SOURCE PASSAGE:
------------------------------

14. Except with respect to enforcing the terms of the APA, the Bidding Procedures Order, or this Sale Order, no person shall take any action to prevent, enjoin, or otherwise interfere with the consummation of the Sale.
15. Any and all Acquired Assets in the possession or control of any person or entity, including any vendor, supplier, attorney, or employee of the Debtor, shall be transferred to the Purchaser free and clear of all liens, claims, encumbrances, or interests, and shall be delivered and deemed delivered at the time of closing of the Sale to the Purchaser, with all such liens, claims, encumbrances or interests to attach to the proceeds received by the Debtor with the same priority, validity, force, and effect as such liens, claims, encumbrances or interests had in the Acquired Assets, subject to any claims and defenses the Debtor may possess with respect thereto. Any party having or exercising possession or control of any Acquired Assets from and after the Closing shall (i) be deemed to hold such Acquired Assets in trust for the Purchaser and (ii) immediately turn over possession or control of such Acquired Assets to the Purchaser.
16. The Purchaser is entitled to all of the protections afforded by section 363(m) of the Bankruptcy Code with respect to the Sale, the assumption and assignment of the Assumed Contracts, and all transactions approved in this Sale Order.
17. At the Closing, the Debtor is authorized and directed to sell, assign, transfer, convey, and deliver all of the Debtor’s rights, title, and interests in, to and under the Acquired Assets and the Assumed Contracts to the Purchaser in accordance with the terms of the APA.
18. The Debtor has full power and authority to execute, deliver, and perform under the APA and all other documents necessary and appropriate to effect the Sale approved by this Sale Order. No other consents or approvals, other than those expressly provided for in the APA and herein, are required for the Debtor to consummate the Sale.

------------------------------

RECORDS:

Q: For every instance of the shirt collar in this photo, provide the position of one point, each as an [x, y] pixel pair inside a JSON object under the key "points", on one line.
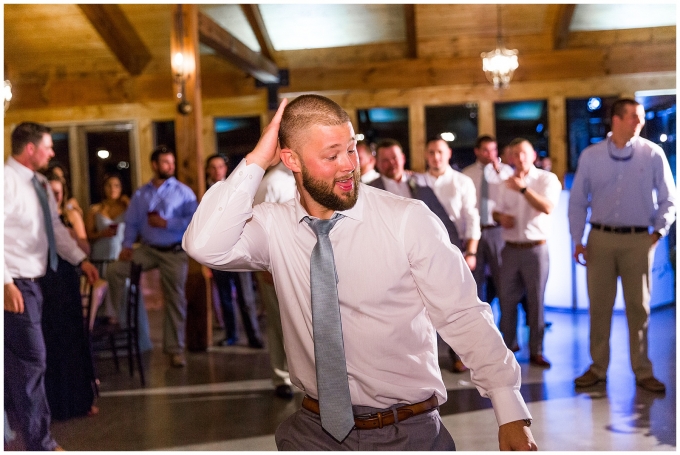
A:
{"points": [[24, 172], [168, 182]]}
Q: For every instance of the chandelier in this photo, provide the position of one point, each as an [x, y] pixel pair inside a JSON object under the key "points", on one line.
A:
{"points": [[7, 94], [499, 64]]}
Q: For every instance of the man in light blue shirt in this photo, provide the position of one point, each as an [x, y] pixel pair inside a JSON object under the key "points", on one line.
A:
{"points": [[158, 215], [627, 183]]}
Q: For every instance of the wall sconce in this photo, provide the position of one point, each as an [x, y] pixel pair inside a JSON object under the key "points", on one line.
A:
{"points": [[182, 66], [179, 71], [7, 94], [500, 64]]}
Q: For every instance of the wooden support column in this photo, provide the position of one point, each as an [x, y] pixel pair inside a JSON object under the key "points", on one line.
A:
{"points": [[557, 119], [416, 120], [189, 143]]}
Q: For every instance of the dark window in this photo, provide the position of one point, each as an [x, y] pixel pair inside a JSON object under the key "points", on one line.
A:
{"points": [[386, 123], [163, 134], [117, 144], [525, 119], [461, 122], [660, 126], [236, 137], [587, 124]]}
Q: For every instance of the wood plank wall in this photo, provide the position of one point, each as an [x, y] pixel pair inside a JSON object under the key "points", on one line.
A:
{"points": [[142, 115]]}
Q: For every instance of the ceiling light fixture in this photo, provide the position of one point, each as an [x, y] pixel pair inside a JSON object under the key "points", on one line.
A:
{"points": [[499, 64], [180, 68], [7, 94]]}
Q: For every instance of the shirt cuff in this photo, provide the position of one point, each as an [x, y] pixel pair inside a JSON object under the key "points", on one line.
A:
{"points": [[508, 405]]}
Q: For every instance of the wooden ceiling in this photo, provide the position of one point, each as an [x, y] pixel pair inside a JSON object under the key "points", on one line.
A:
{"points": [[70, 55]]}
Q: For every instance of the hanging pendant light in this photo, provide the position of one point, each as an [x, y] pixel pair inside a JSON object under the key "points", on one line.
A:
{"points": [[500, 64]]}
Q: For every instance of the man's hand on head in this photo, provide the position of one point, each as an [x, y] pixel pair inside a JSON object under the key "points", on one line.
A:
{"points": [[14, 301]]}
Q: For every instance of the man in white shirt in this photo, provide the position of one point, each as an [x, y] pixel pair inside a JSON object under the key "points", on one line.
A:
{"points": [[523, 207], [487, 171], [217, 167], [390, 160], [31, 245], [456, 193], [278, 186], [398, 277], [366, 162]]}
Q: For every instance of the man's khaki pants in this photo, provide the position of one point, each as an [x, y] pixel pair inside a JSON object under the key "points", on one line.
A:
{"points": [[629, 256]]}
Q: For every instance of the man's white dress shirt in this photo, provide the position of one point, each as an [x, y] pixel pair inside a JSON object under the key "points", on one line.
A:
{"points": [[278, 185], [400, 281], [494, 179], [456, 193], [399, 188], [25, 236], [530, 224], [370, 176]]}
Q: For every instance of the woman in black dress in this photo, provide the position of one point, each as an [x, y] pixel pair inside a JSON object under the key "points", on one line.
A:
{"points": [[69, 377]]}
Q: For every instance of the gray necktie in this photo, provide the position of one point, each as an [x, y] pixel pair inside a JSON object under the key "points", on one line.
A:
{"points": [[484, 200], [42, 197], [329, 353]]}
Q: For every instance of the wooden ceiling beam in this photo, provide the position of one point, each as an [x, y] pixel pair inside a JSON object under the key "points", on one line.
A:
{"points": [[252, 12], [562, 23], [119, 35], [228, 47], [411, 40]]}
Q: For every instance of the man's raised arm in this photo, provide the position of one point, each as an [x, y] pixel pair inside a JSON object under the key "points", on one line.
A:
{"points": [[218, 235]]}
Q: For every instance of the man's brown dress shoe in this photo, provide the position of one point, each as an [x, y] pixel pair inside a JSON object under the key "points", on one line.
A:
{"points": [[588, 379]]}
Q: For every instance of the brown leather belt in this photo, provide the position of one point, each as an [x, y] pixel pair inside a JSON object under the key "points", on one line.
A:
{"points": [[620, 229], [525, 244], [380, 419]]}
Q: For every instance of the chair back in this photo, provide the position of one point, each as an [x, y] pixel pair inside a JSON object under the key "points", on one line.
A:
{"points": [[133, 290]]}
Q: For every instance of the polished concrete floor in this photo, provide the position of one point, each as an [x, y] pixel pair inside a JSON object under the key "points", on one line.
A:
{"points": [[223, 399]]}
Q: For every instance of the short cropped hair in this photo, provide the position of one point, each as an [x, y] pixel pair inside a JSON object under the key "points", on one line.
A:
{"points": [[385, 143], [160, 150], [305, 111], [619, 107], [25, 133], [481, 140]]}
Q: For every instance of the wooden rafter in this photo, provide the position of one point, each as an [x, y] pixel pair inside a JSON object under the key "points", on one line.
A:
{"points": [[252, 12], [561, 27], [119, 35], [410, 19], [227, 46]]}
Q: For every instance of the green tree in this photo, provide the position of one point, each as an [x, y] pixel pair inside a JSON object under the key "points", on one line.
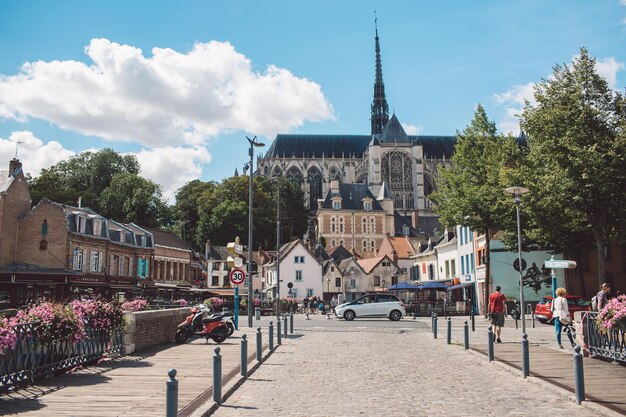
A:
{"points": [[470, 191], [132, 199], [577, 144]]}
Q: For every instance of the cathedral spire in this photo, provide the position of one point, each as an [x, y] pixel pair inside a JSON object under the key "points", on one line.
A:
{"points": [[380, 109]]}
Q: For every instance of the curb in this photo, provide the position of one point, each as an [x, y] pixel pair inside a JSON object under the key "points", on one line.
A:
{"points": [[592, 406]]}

------------------------------

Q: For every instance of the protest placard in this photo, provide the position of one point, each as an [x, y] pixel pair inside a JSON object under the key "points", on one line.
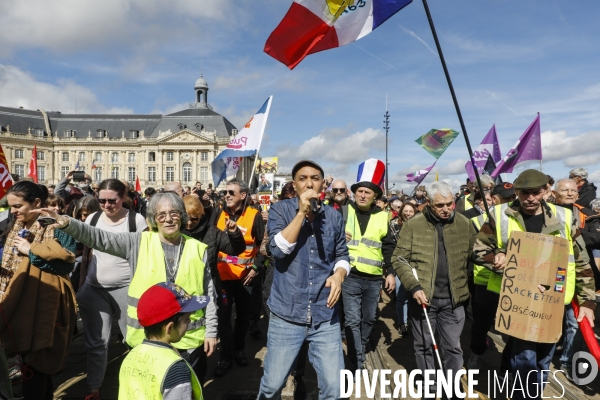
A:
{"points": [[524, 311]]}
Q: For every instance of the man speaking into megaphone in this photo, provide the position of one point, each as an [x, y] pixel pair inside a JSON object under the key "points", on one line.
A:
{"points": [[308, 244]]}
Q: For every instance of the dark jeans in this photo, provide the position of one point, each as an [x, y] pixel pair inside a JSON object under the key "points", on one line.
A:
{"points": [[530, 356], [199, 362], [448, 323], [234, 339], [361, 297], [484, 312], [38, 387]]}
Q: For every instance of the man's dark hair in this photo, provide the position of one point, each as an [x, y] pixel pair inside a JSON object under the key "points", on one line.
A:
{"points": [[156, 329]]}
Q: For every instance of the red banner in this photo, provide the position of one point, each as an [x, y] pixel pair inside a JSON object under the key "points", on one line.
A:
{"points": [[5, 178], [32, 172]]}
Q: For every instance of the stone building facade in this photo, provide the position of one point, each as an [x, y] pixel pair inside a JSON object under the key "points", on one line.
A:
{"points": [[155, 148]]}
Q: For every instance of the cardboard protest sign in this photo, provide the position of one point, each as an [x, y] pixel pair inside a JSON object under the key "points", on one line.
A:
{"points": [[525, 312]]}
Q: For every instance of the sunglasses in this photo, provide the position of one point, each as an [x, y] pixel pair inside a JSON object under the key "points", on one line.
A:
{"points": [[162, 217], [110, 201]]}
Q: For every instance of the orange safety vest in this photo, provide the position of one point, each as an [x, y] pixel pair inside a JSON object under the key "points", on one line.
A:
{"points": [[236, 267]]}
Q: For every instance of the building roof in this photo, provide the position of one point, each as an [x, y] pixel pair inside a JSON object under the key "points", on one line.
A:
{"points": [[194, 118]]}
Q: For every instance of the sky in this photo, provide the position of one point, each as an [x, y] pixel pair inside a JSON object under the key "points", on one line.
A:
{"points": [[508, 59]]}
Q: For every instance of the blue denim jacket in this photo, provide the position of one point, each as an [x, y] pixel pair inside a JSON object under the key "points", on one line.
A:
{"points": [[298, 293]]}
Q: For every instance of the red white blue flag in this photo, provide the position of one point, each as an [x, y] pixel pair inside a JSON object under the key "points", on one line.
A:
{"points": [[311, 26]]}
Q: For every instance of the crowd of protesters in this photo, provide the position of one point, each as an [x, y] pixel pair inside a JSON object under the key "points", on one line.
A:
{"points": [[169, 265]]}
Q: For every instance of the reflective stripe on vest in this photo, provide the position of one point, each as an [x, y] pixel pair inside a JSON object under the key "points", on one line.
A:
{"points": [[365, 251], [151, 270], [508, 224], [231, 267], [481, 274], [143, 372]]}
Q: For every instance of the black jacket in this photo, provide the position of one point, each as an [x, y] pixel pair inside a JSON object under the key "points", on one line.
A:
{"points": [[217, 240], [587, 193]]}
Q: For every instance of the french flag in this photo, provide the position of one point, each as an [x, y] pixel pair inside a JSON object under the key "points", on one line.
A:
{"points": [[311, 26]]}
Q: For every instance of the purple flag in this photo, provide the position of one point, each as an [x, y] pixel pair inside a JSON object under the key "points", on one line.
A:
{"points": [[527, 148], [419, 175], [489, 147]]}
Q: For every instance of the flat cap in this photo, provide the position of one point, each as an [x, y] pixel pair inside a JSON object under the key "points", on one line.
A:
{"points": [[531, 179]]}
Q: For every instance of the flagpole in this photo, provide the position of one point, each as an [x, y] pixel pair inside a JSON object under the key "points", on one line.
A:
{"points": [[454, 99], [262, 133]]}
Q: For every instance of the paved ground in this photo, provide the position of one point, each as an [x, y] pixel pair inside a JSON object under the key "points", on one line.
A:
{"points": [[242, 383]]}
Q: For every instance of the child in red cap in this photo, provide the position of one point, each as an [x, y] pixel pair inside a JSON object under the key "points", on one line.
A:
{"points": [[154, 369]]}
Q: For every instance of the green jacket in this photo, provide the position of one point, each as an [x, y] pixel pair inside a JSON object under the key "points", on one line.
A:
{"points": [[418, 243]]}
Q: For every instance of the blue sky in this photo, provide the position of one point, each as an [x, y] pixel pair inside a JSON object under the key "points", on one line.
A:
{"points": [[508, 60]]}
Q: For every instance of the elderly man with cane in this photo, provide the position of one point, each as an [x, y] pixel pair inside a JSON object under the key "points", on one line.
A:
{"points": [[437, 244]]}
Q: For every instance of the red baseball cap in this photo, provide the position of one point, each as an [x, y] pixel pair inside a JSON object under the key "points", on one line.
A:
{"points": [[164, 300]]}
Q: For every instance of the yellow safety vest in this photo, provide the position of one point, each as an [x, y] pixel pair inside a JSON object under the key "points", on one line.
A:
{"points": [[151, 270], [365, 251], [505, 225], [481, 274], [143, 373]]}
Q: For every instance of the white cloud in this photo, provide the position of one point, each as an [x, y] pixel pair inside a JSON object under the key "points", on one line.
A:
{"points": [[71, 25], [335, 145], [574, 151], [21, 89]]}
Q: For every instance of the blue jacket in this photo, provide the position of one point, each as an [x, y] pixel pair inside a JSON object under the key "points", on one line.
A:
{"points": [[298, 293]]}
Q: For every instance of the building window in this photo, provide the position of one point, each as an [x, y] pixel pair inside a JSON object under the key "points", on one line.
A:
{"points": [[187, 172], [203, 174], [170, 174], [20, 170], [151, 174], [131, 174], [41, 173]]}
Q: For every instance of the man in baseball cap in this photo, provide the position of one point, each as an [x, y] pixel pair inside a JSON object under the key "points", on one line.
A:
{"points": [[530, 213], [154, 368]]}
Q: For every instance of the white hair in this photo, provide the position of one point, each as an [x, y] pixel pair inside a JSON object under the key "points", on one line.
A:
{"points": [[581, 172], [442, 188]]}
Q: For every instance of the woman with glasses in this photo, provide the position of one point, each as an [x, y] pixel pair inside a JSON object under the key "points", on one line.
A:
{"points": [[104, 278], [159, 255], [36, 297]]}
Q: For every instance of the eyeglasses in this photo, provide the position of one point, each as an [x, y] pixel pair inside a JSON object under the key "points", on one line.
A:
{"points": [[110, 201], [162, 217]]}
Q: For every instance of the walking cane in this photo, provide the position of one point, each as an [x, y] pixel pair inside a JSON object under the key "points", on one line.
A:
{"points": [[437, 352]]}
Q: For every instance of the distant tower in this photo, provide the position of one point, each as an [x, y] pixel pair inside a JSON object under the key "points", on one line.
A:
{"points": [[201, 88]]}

------------------------------

EXERCISES TO COMPLETE:
a) List the actions that paragraph 17 of the bankruptcy sale order authorizes and directs the Debtor to take at the Closing.
b) Continue the bankruptcy sale order from the end of paragraph 18.

RESPONSES TO THE EXERCISE:
a)
sell
assign
transfer
convey
deliver

b)
19. The APA and all documents ancillary thereto may be modified, amended, or supplemented by the parties thereto in a writing signed by the parties, in accordance with the terms thereof, without further order of this Court; provided, that any such modification, amendment, or supplement does not have a material adverse effect on the Debtor’s estate.
20. The automatic stay imposed by section 362 of the Bankruptcy Code is hereby modified to the extent necessary to implement the provisions of this Sale Order and carry out the terms of the APA. The stay under Bankruptcy Rule 4001(a)(3) is hereby waived in accordance with this paragraph.
21. This Court retains jurisdiction to: (i) interpret, enforce, and implement the terms and provisions of the APA; (ii) resolve any disputes arising under or related to the APA; and (iii) interpret, implement, and enforce the provisions of this Sale Order.
22. The provisions of this Sale Order and any actions taken pursuant hereto shall survive the entry of any order which may be entered confirming any plan of reorganization of the Debtor, appointing a Chapter 11 trustee, converting the Debtor’s Case from a Chapter 11 case to a case under Chapter 7 of the Bankruptcy Code, or approving a structured dismissal of this Case. To avoid any doubt, nothing herein preapproves any terms of a chapter 11 plan or structured dismissal.
23. This Sale Order shall be binding in all respects upon, and shall inure to the benefit of, the Debtor, its estate and its creditors, the Purchaser, and their successors and assigns, and upon any superseding trustee in the Debtor’s bankruptcy Case, or, in the event of (i) the appointment of a Chapter 11 trustee, upon the Chapter 11 trustee or (ii) the conversion to a Chapter 7 case, upon the Chapter 7 trustee. The Debtor and the Purchaser shall be entitled to enforce the terms and provisions of this Sale Order.
24. This Sale Order and the APA shall be binding in all respects upon: (i) all Persons who are known to possess or assert a lien, claim, or encumbrance against the Debtor or against or interest in any of the Acquired Assets (including all parties adverse to the Debtor in litigation); (ii) all Persons with liens of record on the Acquired Assets as of the Petition Date; (iii) all creditors of each of the Debtor (whether known or unknown); (iv) all governmental authorities that were served with notice of the Sale; (v) all non-debtor counterparties to the Assumed Contracts and all parties known to claim any interest therein; (vi) all financial institutions at which the Debtor maintains deposit accounts; (vii) all successors and assigns of the Debtor and their affiliates and subsidiaries; (viii) any trustees, examiners, “responsible persons,” foreign representatives or other fiduciaries appointed in the Debtor’s bankruptcy Case, or upon appointment of a Chapter 11 trustee or conversion to a Chapter 7 under the Bankruptcy Code; and (ix) all current and former employees of the Debtor.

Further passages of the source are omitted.